BEGIN EXERCISE MATERIAL

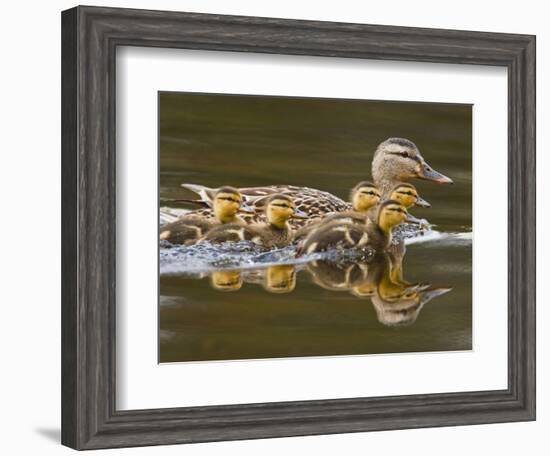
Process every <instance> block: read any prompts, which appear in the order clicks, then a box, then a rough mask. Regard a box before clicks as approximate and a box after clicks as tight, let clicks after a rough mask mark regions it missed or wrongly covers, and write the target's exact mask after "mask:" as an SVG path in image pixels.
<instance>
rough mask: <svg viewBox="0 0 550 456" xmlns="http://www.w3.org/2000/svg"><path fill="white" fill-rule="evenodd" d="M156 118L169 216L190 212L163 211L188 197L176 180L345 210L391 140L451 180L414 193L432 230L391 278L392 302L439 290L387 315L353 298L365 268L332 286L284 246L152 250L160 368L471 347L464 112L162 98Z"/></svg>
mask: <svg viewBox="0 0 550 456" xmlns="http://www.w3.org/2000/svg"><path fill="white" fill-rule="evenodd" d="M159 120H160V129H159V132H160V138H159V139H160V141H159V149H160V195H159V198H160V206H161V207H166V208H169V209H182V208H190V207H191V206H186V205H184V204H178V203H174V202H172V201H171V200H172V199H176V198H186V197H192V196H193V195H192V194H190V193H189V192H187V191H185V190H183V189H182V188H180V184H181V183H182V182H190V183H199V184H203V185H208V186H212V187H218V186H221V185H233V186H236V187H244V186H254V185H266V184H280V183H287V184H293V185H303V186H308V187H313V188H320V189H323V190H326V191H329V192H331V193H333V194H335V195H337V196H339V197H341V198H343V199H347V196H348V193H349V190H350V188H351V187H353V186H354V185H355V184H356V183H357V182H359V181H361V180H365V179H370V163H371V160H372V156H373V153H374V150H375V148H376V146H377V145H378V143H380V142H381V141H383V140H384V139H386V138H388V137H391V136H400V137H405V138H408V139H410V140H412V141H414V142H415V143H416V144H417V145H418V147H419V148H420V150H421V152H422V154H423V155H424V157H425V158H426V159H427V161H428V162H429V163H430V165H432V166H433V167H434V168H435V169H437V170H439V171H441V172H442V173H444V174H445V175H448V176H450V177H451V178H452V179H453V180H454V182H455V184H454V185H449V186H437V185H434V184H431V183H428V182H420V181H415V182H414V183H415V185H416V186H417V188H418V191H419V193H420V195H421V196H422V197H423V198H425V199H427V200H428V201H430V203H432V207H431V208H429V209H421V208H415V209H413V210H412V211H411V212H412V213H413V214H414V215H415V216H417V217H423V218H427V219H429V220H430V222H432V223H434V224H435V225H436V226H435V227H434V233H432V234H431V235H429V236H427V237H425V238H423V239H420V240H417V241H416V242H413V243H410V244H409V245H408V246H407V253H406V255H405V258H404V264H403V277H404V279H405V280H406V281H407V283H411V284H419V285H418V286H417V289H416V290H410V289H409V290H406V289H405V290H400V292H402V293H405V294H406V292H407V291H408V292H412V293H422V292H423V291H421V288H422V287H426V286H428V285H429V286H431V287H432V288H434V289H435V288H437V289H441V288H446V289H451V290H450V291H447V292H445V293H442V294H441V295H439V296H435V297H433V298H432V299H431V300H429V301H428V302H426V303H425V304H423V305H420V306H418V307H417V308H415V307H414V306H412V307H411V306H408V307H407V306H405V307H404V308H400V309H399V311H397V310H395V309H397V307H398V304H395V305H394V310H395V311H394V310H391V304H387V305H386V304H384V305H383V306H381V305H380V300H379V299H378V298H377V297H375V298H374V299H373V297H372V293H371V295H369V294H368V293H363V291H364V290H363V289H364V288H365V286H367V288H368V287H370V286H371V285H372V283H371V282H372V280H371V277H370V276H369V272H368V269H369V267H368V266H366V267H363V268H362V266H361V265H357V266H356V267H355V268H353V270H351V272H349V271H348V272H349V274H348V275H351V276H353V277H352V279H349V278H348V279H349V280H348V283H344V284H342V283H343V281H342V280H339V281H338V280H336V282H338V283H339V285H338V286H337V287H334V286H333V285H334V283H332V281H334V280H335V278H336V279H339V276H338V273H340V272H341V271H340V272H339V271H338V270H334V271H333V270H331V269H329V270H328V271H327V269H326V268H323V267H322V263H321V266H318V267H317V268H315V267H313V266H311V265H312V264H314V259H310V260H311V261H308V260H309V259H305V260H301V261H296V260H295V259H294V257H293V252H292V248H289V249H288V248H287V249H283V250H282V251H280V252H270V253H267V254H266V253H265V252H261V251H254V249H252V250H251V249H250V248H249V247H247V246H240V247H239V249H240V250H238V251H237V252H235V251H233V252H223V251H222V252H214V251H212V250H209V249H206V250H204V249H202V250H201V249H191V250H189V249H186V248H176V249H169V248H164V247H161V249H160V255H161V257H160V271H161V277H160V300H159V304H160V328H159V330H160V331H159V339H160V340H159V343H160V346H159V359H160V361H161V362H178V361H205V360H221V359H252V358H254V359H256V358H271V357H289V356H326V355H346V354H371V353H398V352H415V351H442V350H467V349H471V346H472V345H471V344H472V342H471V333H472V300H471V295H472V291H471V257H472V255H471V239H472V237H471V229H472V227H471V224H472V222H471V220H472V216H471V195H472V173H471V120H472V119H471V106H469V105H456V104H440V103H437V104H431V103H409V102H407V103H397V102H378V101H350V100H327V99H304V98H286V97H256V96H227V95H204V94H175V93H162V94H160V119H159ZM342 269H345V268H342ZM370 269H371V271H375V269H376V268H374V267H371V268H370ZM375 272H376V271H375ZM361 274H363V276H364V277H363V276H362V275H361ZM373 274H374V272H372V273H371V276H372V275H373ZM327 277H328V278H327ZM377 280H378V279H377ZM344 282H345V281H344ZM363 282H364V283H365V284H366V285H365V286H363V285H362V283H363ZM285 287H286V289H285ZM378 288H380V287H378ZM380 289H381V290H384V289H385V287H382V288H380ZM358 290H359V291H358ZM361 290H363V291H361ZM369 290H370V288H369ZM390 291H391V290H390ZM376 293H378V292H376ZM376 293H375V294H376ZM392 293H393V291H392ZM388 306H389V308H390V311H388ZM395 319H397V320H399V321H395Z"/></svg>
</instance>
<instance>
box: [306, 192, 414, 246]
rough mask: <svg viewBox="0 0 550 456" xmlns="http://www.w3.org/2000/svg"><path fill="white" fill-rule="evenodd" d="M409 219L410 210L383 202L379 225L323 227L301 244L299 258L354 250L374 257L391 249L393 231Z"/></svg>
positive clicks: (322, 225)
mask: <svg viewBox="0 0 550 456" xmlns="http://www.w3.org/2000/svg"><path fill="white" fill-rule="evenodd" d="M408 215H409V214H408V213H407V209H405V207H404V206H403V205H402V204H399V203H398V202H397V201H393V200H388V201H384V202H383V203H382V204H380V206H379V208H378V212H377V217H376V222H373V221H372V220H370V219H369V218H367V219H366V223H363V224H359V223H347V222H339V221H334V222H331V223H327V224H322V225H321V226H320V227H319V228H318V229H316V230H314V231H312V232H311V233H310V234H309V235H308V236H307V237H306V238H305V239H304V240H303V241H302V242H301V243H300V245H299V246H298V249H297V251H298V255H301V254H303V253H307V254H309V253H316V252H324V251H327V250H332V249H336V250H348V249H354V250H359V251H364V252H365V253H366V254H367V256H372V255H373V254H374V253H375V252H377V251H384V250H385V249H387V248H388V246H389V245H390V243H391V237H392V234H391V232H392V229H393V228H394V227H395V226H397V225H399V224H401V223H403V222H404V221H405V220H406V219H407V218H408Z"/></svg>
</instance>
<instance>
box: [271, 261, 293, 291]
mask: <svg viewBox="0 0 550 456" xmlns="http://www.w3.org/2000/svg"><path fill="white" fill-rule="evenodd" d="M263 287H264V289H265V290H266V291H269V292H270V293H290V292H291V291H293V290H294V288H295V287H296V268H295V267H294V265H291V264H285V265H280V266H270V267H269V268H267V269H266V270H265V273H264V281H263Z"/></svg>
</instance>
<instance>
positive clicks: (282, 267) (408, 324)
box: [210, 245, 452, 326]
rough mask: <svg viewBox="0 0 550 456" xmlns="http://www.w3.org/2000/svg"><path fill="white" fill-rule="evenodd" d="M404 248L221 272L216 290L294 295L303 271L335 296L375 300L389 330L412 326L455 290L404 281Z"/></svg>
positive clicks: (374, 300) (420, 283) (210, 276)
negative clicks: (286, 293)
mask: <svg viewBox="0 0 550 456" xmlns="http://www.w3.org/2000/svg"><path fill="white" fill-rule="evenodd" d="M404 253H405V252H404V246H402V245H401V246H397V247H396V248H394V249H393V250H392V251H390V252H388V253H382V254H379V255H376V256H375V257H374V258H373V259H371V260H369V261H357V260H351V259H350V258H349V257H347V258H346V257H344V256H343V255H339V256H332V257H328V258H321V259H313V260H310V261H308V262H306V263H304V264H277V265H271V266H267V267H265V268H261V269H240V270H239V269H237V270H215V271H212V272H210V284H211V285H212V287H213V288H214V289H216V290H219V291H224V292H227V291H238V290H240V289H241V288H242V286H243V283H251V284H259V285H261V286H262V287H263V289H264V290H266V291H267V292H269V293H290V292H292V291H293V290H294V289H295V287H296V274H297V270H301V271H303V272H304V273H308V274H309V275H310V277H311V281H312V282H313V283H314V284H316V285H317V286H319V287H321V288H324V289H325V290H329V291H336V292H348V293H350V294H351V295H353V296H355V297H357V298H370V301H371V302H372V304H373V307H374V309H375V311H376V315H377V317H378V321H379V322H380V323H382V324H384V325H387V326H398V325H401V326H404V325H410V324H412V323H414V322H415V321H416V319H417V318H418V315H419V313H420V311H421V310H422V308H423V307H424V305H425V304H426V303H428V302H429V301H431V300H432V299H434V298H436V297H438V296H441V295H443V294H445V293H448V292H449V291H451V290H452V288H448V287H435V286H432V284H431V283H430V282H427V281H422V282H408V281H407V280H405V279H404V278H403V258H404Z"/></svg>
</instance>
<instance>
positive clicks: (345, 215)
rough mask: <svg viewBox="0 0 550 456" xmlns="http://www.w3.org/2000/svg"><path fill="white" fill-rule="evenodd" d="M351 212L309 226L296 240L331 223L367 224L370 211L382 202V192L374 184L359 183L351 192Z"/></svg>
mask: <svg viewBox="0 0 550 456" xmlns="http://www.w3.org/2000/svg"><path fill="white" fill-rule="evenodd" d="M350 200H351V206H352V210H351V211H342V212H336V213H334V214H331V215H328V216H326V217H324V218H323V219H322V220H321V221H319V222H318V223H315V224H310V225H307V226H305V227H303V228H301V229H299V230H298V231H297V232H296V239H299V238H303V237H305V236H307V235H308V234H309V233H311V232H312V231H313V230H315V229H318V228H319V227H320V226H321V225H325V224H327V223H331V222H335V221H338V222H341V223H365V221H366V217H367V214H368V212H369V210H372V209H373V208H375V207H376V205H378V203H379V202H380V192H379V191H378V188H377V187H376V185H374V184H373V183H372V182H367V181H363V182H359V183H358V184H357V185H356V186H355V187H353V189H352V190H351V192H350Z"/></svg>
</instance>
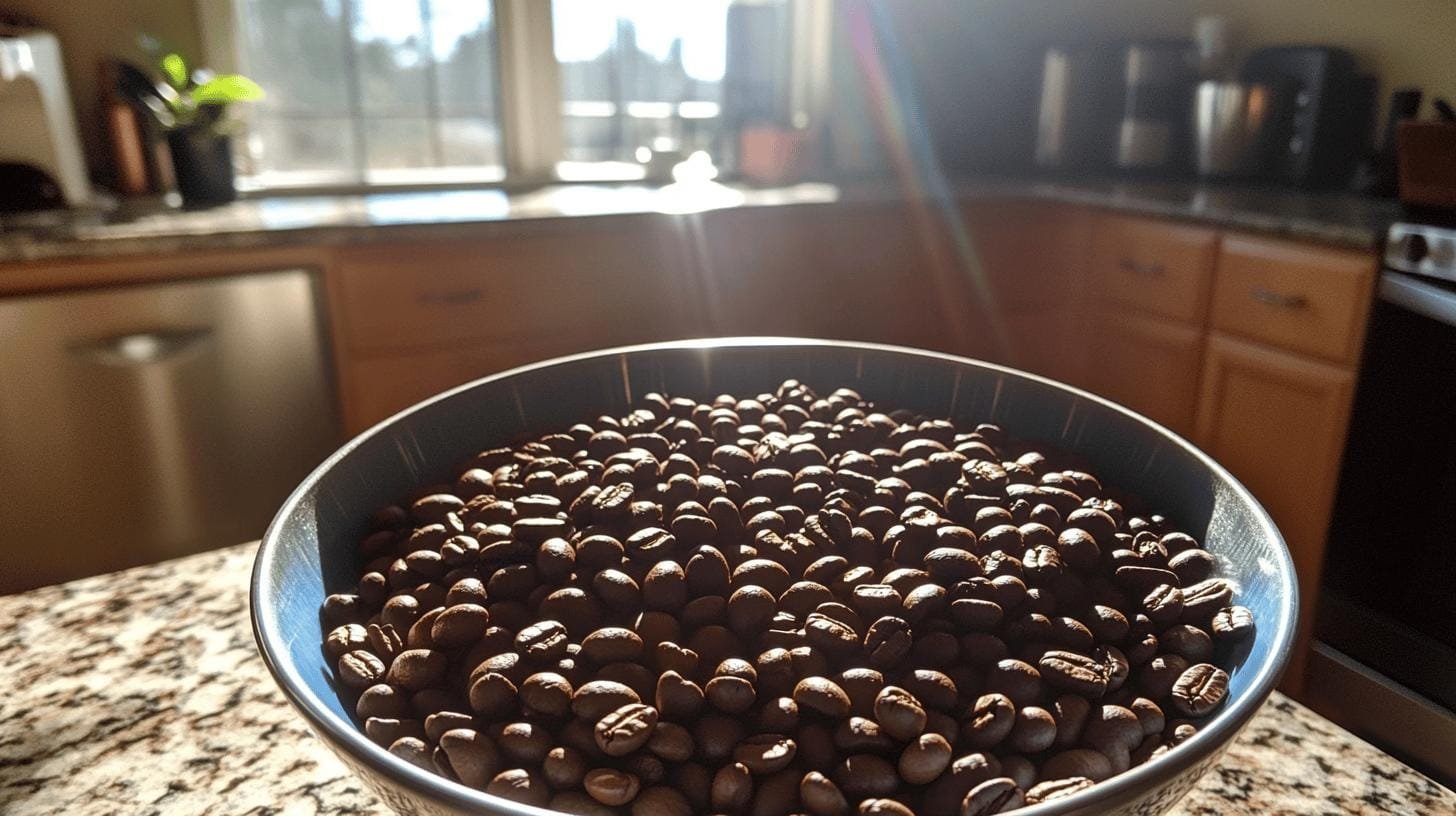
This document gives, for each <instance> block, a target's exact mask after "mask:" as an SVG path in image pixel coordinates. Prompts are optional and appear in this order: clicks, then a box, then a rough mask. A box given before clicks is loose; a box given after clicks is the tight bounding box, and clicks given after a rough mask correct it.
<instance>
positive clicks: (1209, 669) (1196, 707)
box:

END EXERCISE MATERIAL

ABOUT THIS EXERCISE ▸
From the line containing "This document gives, for" to the final line of the entries, print every line exactly and nothing else.

WRITTEN ANSWER ▸
This document gives, for each <instance> block, a target's exact mask after "mask:" as an SVG path in image pixel coordinates. Prompts are optional and appear in this order: clicks, then a box, then a rough mask. A box given before clicks is loose; a box given after clicks is the tight bounding box, and clicks given after a rough mask correct it.
<instance>
positive clicks: (1209, 669) (1196, 707)
box:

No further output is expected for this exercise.